* **The data**
────
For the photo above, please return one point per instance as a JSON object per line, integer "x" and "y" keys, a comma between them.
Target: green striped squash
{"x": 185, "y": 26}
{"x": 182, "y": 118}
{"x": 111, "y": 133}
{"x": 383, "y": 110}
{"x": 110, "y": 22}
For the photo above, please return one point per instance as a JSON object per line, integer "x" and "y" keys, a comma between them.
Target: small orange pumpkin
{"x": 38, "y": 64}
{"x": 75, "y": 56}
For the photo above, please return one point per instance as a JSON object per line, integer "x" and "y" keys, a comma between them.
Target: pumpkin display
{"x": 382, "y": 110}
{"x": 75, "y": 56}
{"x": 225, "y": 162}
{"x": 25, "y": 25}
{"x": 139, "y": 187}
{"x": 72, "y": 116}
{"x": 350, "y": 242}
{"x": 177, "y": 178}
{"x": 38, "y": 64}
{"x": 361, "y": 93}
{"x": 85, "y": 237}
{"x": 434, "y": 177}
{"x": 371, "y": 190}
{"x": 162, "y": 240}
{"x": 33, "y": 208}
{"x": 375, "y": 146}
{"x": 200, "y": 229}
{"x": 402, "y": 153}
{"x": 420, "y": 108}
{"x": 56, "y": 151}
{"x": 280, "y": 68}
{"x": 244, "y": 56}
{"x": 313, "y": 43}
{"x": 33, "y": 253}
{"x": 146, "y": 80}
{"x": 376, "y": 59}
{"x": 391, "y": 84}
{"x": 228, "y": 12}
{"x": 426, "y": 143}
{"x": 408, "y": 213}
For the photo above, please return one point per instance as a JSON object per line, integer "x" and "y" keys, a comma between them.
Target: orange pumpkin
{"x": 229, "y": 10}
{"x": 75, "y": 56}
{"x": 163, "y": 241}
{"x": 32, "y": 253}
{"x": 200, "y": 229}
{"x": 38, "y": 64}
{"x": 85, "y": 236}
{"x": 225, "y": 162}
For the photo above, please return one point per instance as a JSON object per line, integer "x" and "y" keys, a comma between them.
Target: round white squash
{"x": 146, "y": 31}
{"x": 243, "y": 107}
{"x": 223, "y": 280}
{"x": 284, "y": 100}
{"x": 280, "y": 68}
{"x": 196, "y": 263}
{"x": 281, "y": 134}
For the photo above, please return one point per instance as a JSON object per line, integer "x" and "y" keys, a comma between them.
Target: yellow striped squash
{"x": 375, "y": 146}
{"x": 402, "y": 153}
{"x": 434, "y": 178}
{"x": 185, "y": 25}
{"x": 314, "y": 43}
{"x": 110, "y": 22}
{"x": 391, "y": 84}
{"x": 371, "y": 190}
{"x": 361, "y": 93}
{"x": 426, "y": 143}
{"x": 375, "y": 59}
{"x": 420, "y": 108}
────
Count how many lines in the records above contain the string "Target", matching case exactly. Reply with the number alone.

* **Full output**
6